*** Data shown ***
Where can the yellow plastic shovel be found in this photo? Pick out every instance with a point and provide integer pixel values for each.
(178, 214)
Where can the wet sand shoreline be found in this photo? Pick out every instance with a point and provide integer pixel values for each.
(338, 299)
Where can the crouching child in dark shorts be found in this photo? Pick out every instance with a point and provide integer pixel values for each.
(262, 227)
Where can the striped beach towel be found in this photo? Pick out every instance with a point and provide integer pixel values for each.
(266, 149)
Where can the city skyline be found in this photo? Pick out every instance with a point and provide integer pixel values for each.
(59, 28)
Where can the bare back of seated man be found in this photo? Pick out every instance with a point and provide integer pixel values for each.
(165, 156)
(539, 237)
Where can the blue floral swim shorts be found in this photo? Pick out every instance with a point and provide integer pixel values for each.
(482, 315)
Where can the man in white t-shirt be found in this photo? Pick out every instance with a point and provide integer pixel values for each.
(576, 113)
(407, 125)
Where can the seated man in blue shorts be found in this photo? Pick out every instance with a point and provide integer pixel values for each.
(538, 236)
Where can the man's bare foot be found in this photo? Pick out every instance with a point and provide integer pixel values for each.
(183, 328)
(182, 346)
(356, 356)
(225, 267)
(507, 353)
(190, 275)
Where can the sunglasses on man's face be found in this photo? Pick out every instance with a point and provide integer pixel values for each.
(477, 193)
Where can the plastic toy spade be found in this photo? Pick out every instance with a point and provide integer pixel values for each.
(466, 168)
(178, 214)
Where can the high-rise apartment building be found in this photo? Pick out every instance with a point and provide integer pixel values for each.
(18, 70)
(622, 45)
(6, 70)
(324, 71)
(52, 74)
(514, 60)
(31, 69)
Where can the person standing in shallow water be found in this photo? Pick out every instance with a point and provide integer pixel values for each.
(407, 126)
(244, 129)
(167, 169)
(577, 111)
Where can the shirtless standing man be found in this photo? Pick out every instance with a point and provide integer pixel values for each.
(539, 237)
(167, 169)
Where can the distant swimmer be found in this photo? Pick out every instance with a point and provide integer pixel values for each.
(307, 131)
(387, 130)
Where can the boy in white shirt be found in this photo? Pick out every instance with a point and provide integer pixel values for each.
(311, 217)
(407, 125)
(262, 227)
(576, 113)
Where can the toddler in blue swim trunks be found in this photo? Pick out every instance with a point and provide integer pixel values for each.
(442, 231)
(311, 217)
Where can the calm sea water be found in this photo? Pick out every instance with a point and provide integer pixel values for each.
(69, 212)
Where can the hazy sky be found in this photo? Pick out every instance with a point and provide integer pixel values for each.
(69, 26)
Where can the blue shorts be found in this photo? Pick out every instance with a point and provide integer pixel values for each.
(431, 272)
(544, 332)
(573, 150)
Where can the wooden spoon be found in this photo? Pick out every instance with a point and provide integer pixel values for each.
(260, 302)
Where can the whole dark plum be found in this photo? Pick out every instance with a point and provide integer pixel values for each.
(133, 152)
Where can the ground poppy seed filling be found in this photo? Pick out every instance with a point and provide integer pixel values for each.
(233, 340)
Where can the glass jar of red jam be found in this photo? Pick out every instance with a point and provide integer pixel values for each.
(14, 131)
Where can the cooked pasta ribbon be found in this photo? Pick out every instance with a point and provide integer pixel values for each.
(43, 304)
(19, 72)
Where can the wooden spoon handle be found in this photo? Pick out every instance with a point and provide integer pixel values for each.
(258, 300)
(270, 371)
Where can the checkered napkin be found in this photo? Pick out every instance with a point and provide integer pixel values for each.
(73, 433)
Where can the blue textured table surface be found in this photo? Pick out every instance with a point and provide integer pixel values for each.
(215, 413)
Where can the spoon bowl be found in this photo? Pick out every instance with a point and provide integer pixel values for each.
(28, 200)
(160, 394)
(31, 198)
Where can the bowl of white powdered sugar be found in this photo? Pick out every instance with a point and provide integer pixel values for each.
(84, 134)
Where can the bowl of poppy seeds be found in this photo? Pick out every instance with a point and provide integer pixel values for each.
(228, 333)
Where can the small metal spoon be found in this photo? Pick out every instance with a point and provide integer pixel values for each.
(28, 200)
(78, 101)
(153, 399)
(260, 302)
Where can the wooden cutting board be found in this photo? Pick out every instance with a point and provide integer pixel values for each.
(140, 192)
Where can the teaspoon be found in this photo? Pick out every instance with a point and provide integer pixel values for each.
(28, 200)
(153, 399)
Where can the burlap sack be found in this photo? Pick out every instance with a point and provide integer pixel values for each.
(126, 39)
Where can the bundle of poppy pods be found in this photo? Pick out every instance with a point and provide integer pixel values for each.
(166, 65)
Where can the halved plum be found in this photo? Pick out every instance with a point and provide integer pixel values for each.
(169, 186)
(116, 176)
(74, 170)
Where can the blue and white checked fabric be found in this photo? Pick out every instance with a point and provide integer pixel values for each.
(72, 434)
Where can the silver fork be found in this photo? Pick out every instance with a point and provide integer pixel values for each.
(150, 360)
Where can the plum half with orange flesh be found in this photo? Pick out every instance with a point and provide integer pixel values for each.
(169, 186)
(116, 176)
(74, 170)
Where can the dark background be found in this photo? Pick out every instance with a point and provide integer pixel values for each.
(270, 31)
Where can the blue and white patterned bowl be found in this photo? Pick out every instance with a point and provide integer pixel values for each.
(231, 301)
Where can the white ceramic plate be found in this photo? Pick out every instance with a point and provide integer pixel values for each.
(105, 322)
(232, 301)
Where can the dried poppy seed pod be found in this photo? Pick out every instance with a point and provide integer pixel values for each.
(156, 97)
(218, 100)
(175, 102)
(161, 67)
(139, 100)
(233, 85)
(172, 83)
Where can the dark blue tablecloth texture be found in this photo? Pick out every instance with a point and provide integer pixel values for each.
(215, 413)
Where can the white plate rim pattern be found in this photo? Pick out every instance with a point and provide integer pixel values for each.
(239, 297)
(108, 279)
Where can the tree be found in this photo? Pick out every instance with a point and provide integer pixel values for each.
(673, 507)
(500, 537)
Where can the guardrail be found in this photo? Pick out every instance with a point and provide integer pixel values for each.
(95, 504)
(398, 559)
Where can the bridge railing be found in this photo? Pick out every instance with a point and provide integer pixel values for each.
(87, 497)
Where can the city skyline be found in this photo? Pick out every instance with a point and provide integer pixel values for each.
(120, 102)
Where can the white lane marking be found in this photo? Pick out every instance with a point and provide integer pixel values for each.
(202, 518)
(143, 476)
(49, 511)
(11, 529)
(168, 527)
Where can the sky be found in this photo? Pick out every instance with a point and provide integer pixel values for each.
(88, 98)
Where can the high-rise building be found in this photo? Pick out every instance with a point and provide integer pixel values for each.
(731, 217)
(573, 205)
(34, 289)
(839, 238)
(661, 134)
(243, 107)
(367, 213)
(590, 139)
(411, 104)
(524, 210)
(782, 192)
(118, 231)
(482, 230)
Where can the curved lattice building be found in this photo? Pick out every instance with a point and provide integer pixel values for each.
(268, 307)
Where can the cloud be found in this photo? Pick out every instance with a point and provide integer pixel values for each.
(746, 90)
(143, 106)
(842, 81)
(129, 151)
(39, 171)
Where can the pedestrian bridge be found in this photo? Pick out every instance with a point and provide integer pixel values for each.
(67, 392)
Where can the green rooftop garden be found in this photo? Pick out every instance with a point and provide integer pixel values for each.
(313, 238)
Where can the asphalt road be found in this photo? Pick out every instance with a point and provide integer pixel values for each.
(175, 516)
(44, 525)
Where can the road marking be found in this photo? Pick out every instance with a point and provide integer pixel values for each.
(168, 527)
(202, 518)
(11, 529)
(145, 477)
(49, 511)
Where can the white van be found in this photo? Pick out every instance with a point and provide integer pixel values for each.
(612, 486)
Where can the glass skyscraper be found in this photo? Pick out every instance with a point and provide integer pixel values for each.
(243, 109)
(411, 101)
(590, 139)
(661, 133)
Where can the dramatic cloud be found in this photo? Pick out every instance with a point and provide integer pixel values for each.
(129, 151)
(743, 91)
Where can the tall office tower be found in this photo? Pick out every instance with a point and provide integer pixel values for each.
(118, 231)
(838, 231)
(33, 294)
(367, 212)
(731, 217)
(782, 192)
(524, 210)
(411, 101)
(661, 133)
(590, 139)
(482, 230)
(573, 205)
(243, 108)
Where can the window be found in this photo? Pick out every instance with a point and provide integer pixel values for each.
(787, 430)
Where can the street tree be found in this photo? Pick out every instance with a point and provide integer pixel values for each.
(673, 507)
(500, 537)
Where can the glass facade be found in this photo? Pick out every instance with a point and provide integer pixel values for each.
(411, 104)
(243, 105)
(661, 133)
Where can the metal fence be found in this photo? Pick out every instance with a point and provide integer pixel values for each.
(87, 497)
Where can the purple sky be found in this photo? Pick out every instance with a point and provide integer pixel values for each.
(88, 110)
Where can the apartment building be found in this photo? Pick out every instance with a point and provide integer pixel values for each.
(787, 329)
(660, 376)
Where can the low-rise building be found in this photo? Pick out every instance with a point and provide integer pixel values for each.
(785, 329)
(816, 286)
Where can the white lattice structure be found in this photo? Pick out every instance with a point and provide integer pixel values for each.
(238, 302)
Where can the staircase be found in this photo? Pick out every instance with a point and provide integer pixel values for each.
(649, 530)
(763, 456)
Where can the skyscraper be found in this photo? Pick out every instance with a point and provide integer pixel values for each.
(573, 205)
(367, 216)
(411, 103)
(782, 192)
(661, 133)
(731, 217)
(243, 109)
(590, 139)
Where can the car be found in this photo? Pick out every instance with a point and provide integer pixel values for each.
*** End of Data shown ***
Exactly as they appear, output the line holding "Where can the glass facade" and all lines after it through the end of the listing above, and only those.

Where can the glass facade be found in this photo? Pick out every instance with a point and provide integer pixel values for each.
(411, 104)
(243, 105)
(661, 133)
Where can the metal fence be found in this photo? Pick out every instance with a point and provide integer pixel values for each.
(87, 497)
Where can the purple sky be found in this photo? Pick out every instance with a point and provide integer pixel values for each.
(88, 110)
Where can the apartment building be found in this photo? Pick out every instance with a point and provide integer pixel values for each.
(787, 329)
(660, 376)
Where can the low-rise building be found in this photo? Pick out every instance with a point and provide integer pixel values for each.
(785, 329)
(816, 286)
Where can the white lattice structure be found in this photo? Pick out every instance with a point and provide integer pixel values for each.
(238, 302)
Where can the staircase be found in this photo? Pick out every instance with a point and provide integer pixel values for each.
(649, 530)
(763, 456)
Where can the skyscraper be found in this photo? Pick out every instance with a point and provide integer pixel values for each.
(573, 205)
(367, 216)
(411, 103)
(782, 192)
(661, 133)
(731, 217)
(243, 109)
(590, 139)
Where can the car be found in this photo? Pick out every instance with a point and provide integer pixel values for each.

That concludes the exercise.